What the task requires
The lines needed are those below that contain the word "bathtub"; copy each one.

Data shown
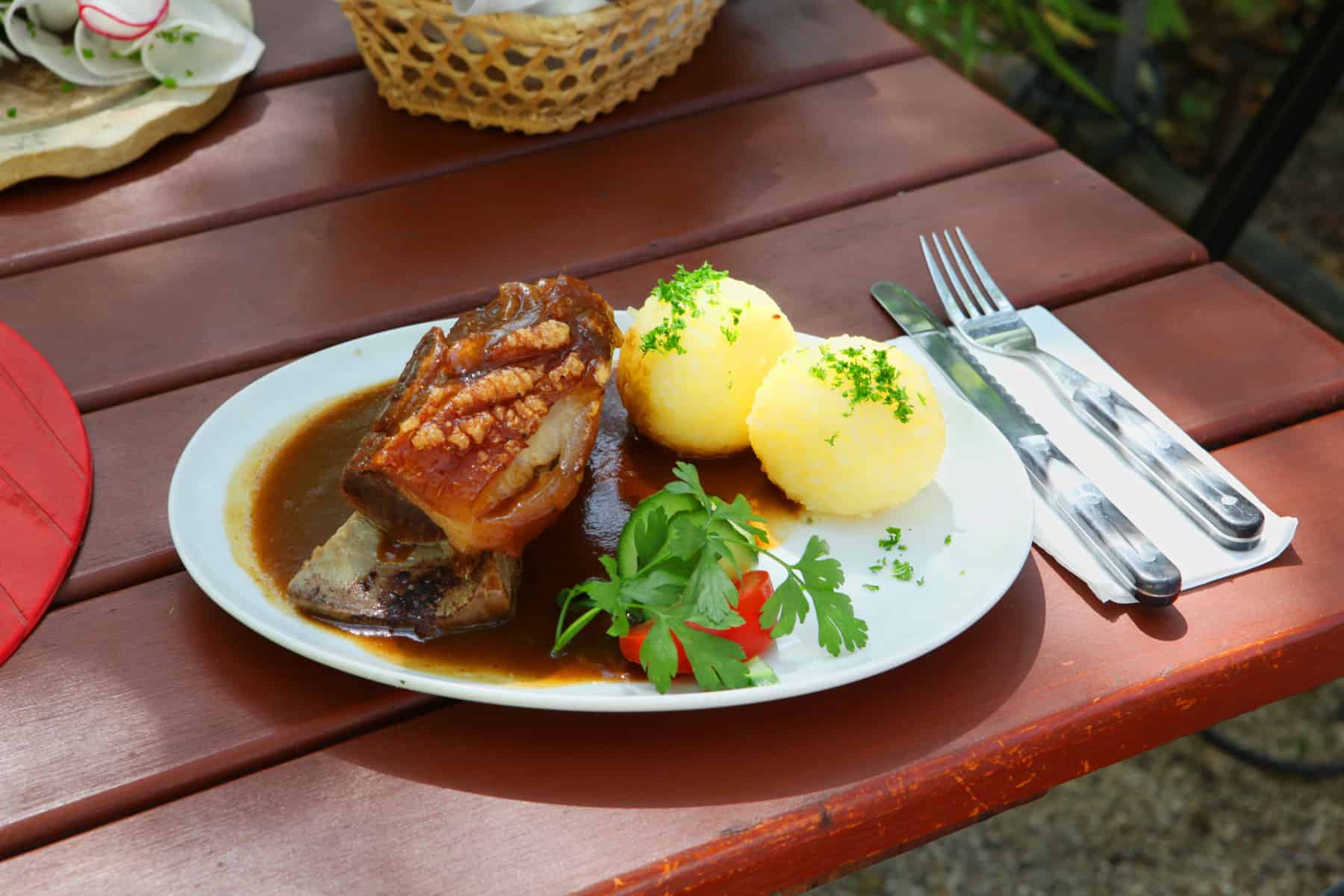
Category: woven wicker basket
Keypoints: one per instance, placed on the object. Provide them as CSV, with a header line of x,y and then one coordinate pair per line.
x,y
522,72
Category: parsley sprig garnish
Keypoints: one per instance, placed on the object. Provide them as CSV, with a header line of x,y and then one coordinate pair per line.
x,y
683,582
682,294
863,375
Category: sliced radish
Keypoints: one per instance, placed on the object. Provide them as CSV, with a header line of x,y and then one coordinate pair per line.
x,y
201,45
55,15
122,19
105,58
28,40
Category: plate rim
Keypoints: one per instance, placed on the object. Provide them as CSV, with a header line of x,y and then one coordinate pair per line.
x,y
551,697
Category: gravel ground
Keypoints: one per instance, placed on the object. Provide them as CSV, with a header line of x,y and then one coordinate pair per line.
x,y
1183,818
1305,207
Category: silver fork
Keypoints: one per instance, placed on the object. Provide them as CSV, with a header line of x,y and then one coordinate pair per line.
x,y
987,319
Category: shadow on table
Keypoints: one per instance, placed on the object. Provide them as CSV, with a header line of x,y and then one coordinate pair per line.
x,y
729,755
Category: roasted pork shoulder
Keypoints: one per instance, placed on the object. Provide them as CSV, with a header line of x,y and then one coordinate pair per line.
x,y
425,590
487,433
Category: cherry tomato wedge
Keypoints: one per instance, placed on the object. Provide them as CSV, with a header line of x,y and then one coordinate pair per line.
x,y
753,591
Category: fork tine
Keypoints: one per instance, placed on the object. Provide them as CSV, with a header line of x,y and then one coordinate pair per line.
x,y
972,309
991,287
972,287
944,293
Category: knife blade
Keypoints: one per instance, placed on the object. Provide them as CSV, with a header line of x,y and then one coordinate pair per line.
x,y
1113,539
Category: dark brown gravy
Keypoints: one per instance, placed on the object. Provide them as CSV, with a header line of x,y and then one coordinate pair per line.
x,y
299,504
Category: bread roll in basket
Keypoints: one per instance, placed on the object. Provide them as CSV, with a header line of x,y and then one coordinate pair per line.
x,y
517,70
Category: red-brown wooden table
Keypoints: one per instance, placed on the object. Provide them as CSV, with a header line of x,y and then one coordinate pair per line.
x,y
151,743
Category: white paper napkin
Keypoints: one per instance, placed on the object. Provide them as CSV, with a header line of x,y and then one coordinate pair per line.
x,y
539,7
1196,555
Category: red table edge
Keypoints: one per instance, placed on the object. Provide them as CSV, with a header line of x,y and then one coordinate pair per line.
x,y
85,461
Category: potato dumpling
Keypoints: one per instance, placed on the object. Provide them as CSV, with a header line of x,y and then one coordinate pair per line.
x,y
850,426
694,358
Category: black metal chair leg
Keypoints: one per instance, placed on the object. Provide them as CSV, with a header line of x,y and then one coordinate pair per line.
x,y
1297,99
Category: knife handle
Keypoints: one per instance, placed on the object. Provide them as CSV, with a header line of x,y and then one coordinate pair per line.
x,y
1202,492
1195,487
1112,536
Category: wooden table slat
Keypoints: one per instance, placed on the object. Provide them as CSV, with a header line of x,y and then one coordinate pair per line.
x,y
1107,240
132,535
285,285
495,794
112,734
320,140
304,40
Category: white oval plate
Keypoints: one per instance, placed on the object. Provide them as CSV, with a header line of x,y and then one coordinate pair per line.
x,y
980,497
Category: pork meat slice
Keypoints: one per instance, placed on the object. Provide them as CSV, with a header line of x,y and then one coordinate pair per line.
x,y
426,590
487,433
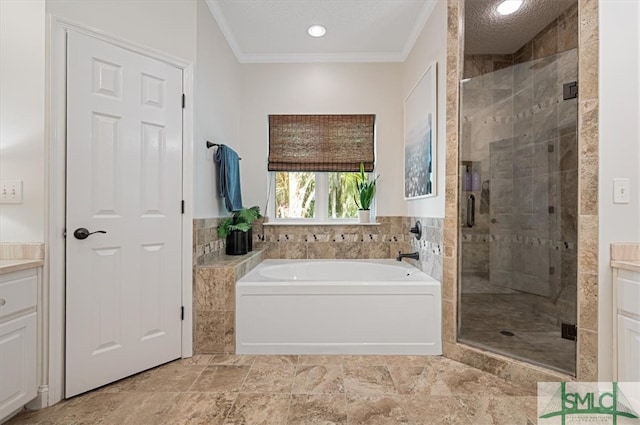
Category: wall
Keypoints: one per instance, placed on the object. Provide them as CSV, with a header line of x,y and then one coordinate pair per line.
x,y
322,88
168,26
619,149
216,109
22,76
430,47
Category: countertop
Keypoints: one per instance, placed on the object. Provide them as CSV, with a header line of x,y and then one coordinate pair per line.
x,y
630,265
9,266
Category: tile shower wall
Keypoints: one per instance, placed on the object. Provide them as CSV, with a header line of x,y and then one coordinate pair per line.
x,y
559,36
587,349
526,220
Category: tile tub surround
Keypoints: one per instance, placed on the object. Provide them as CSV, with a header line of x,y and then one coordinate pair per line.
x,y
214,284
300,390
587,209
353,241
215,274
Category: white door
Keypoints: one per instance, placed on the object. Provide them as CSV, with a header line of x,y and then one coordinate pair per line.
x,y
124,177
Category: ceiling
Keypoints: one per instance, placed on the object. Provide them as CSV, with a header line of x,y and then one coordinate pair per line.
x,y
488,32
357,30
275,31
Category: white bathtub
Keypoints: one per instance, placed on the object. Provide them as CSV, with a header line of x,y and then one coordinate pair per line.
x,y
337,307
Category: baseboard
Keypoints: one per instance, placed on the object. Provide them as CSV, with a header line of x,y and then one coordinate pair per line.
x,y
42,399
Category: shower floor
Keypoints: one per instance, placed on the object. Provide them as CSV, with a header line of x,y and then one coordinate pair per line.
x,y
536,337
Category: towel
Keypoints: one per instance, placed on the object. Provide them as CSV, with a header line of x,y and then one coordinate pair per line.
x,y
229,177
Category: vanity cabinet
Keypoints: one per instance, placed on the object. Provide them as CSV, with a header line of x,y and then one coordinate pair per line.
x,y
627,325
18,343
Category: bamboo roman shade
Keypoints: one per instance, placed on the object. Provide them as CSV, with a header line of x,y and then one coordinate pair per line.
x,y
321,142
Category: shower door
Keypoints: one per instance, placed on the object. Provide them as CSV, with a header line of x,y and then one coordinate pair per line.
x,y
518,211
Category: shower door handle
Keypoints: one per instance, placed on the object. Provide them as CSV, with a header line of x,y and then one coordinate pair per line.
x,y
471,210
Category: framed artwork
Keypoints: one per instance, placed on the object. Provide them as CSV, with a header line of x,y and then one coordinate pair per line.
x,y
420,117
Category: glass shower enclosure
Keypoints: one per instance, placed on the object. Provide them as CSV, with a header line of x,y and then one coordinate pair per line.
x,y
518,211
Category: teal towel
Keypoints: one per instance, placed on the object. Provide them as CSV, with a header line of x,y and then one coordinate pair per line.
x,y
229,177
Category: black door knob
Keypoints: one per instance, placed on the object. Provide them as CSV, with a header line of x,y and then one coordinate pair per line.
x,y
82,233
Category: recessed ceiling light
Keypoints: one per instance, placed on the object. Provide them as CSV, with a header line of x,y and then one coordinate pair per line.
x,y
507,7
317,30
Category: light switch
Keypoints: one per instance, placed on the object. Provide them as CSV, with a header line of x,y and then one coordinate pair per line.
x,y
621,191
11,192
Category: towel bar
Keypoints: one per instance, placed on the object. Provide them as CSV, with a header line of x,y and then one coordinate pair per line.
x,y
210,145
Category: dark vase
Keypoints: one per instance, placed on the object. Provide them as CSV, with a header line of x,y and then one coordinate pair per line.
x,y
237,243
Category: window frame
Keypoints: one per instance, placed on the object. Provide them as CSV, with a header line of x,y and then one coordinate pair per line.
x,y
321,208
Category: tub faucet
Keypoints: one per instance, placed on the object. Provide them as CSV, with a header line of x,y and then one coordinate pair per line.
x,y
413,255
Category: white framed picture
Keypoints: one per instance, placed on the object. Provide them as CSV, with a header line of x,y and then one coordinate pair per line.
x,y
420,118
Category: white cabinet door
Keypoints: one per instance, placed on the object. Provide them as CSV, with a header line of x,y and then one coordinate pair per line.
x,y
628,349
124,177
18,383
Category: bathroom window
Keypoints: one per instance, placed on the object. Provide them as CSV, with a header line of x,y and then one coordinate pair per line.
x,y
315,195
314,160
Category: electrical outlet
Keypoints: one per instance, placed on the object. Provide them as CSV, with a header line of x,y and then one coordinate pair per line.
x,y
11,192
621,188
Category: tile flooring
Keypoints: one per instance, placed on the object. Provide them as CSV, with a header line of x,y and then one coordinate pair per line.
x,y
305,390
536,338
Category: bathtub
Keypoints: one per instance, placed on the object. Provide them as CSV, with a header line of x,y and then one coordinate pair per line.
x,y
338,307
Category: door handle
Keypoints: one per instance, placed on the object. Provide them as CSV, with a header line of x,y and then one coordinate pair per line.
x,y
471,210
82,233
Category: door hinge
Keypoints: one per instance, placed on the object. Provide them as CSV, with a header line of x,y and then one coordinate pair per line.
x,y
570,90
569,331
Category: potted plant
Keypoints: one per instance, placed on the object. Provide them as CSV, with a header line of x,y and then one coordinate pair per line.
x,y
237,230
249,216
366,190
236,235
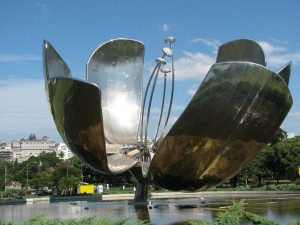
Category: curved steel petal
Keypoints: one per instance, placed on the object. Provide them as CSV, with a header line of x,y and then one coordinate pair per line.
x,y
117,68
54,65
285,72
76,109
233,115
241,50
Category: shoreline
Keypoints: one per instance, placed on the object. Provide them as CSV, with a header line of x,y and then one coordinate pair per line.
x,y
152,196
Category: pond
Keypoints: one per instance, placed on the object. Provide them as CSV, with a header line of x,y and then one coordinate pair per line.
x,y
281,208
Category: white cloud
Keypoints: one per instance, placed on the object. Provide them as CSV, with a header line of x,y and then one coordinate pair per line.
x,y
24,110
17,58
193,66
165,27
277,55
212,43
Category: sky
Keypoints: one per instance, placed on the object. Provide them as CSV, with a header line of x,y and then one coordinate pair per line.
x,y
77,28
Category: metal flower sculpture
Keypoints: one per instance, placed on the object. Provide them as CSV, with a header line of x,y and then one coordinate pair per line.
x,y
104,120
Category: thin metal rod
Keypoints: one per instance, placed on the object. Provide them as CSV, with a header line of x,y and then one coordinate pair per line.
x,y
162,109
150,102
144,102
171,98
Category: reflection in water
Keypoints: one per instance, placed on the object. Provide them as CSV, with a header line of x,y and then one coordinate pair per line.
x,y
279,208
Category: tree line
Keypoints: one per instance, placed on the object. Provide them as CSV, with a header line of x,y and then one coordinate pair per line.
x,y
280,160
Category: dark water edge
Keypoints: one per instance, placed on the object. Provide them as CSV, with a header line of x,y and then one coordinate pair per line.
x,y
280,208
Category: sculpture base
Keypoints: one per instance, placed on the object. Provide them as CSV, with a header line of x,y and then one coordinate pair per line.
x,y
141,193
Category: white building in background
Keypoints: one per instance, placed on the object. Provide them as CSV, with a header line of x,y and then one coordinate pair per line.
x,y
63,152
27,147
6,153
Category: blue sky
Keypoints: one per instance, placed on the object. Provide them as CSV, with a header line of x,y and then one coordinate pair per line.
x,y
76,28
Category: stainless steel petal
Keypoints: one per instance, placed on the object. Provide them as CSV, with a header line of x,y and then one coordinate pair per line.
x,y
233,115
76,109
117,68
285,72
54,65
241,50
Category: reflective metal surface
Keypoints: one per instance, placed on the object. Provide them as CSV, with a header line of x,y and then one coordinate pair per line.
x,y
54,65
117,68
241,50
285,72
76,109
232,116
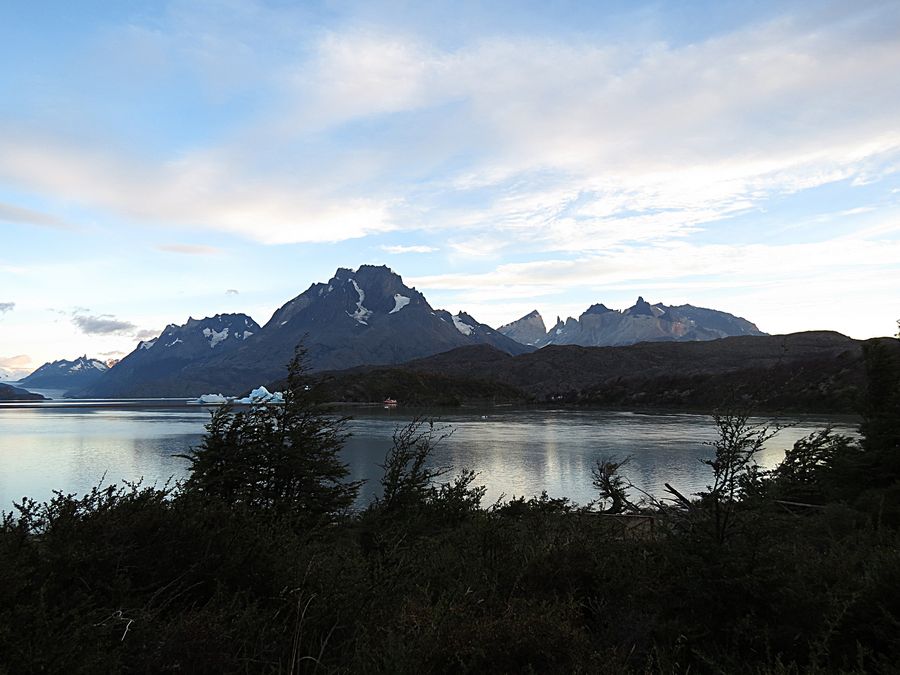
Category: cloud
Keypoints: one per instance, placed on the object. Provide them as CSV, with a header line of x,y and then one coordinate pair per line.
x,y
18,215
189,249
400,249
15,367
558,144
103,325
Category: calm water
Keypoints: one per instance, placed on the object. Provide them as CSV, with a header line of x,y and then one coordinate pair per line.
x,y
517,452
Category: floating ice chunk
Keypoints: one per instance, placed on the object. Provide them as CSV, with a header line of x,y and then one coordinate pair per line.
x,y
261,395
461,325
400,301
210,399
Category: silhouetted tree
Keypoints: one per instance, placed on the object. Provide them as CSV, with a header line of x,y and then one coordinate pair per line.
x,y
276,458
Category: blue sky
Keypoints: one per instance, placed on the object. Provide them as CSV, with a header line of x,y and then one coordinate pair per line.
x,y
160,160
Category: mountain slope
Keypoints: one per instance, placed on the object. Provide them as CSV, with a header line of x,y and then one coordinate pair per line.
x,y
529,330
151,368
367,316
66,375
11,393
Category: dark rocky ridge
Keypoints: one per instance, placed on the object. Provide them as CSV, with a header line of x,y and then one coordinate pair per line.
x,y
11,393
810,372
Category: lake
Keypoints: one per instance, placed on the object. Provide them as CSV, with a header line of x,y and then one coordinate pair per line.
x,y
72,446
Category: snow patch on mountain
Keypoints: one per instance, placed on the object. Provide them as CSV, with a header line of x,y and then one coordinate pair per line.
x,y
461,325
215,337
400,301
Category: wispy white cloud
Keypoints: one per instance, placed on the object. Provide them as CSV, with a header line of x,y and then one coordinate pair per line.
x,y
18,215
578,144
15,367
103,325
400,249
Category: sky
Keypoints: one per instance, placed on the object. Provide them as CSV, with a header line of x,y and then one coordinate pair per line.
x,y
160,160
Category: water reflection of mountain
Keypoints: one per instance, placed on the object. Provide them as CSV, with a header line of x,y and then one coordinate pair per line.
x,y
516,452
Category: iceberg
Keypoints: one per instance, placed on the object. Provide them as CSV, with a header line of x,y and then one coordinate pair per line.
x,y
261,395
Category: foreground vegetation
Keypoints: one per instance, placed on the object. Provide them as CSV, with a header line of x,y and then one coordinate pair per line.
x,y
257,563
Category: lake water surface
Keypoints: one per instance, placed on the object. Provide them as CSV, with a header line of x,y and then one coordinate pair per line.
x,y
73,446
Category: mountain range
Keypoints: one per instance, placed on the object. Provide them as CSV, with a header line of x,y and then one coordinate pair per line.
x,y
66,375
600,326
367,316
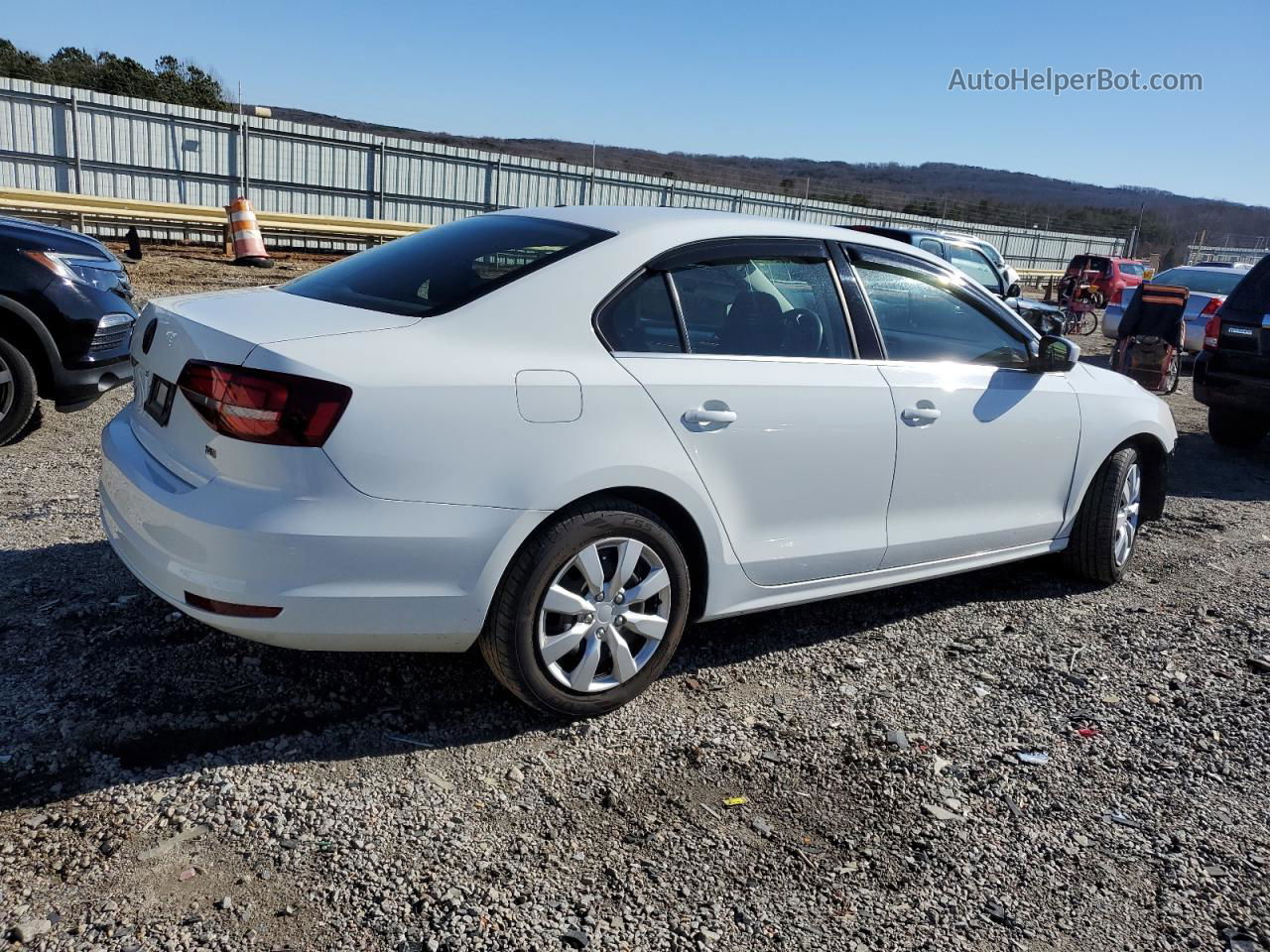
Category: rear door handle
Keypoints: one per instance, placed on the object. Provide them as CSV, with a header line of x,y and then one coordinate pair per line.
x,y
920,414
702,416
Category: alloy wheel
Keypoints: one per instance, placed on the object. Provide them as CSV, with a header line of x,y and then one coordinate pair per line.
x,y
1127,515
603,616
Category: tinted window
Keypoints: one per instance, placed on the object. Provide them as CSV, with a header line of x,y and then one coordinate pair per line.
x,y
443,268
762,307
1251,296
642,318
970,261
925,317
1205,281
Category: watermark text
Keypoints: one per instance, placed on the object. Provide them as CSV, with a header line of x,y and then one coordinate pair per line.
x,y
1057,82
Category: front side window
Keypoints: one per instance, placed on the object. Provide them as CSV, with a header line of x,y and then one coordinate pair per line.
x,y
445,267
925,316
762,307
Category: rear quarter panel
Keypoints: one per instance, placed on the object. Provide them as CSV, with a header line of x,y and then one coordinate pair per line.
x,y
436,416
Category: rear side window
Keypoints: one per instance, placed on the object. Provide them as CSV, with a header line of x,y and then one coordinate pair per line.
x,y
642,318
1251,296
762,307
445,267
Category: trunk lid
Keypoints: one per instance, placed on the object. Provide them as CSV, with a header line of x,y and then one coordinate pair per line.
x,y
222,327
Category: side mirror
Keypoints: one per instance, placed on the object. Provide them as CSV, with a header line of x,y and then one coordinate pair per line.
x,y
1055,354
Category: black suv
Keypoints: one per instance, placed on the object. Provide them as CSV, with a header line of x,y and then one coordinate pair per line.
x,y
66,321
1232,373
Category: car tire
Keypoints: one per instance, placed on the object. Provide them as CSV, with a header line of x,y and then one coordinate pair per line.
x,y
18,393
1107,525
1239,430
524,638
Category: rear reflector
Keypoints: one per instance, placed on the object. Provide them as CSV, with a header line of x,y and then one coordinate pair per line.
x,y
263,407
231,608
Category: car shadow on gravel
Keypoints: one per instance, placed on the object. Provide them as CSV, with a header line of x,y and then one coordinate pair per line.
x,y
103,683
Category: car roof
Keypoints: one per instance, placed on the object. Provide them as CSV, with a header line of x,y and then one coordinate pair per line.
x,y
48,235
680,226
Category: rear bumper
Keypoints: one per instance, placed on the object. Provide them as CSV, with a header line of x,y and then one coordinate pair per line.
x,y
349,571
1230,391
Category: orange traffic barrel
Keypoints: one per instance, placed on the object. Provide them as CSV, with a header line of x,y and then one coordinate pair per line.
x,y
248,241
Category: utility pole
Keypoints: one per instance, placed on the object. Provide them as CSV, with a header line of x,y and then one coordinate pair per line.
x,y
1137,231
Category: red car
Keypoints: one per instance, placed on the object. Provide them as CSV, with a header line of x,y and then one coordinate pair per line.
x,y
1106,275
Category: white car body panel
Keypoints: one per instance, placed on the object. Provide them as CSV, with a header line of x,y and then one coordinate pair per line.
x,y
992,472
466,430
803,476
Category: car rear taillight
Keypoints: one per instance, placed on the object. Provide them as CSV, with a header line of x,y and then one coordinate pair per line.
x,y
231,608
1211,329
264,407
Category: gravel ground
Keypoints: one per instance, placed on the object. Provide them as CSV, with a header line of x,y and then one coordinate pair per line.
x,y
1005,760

Answer area
Category: white bathtub
Category: bathtub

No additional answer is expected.